Authorities in Germany have fallen victim to a multimillion-dollar fraud involving masks much needed in the COVID-19 pandemic, prosecutors said on Tuesday.
North Rhine-Westphalia, Germany’s most populous state and one of the hardest hit, last month paid 14.7 million euros (US$15.95 million) for about 10 million masks only to discover they did not exist, prosecutors in Traunstein, Bavaria, said.
The German managing director of two distribution companies based in Zurich, Switzerland, and Hamburg, Germany, raised the alarm after realizing he had been tricked.
Photo: EPA-EFE
According to the man’s police report, he received an offer from companies allegedly based in Asia in the middle of last month to supply the masks and subsequently attracted the large order from North Rhine-Westphalia.
State authorities transferred 14.7 million euros to the company, which then made a 2.4 million euros down payment.
Bavarian investigators said that 52 vehicles had been lined up to pick up the coveted masks in the Netherlands and deliver them under police protection.

### Complete the following
**1)** Name every distinct sum of money given in the article on the mask fraud, listing each amount once.
**2)** Extend the article on the mask fraud by a few sentences, starting after its final sentence.

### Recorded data

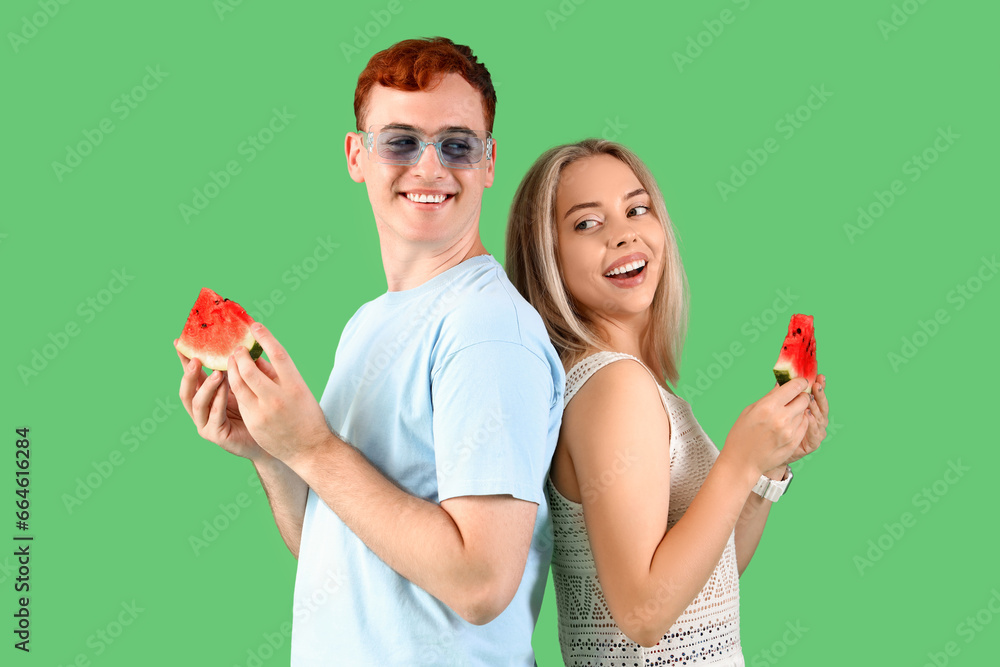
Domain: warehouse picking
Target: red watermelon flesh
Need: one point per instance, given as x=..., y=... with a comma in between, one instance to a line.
x=798, y=353
x=215, y=329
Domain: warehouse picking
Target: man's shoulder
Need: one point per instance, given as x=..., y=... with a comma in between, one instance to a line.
x=487, y=307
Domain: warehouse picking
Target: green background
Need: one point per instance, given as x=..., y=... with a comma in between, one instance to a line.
x=563, y=71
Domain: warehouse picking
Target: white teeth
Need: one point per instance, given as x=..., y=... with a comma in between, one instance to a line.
x=631, y=266
x=424, y=199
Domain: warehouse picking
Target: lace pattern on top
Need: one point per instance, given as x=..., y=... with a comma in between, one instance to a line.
x=708, y=631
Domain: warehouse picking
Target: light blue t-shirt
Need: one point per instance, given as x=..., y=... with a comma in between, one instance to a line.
x=450, y=389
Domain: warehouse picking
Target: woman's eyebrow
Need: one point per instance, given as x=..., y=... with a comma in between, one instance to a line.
x=594, y=204
x=577, y=207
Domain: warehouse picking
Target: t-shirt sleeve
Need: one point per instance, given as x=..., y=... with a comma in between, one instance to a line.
x=492, y=403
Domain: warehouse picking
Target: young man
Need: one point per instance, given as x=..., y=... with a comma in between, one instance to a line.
x=421, y=529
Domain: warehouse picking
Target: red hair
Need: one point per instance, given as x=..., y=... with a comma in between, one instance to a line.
x=416, y=64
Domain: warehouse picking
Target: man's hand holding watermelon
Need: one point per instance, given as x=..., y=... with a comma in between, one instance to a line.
x=214, y=409
x=279, y=413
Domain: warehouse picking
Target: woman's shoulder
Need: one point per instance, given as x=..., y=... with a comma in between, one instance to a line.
x=600, y=371
x=608, y=386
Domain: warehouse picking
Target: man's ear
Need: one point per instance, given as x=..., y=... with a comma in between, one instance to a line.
x=354, y=149
x=490, y=169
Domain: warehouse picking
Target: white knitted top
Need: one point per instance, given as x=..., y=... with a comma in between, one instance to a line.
x=708, y=632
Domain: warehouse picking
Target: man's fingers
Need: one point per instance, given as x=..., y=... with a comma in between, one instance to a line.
x=217, y=414
x=819, y=391
x=281, y=362
x=250, y=374
x=787, y=392
x=266, y=368
x=244, y=395
x=191, y=381
x=201, y=404
x=798, y=403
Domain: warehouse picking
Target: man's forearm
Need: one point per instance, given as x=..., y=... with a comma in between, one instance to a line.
x=286, y=493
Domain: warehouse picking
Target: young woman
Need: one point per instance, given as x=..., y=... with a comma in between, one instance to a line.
x=653, y=525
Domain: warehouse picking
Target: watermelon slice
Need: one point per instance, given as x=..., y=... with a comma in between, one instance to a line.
x=798, y=353
x=215, y=329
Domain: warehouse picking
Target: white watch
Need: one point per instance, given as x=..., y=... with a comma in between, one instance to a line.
x=770, y=489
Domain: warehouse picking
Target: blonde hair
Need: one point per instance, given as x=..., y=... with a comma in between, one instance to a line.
x=534, y=269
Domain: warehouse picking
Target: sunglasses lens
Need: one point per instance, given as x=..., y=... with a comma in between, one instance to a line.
x=462, y=150
x=458, y=150
x=397, y=146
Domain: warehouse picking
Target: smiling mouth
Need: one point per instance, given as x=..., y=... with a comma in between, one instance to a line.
x=626, y=271
x=427, y=199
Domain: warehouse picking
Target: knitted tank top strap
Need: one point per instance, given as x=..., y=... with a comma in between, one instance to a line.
x=584, y=369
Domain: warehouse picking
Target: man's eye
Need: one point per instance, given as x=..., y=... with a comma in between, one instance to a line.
x=401, y=143
x=456, y=146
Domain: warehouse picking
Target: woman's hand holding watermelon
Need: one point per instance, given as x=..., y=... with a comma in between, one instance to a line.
x=215, y=411
x=818, y=417
x=770, y=430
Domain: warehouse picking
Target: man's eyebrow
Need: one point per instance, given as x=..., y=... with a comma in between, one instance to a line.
x=594, y=204
x=451, y=128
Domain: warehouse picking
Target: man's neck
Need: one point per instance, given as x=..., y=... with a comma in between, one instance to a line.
x=410, y=267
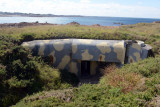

### Outputs in order
**1)**
14.7 million euros
US$15.95 million
2.4 million euros

**2)**
The distribution company has refunded 12.3 million euros to the state authorities.
However, it remains unclear whether the remaining 2.4 million euros, which has been frozen in foreign bank accounts, can be recovered.
German Chancellor Angela Merkel on Monday said that a lesson to be learned from the pandemic was that Europe needed to develop self-sufficiency in the production of critical medical equipment such as masks.
“Regardless of the fact that this market is presently installed in Asia ... we need a certain self-sufficiency, or at least a pillar of our own manufacturing” in Germany or elsewhere in the EU, the chancellor told reporters in Berlin.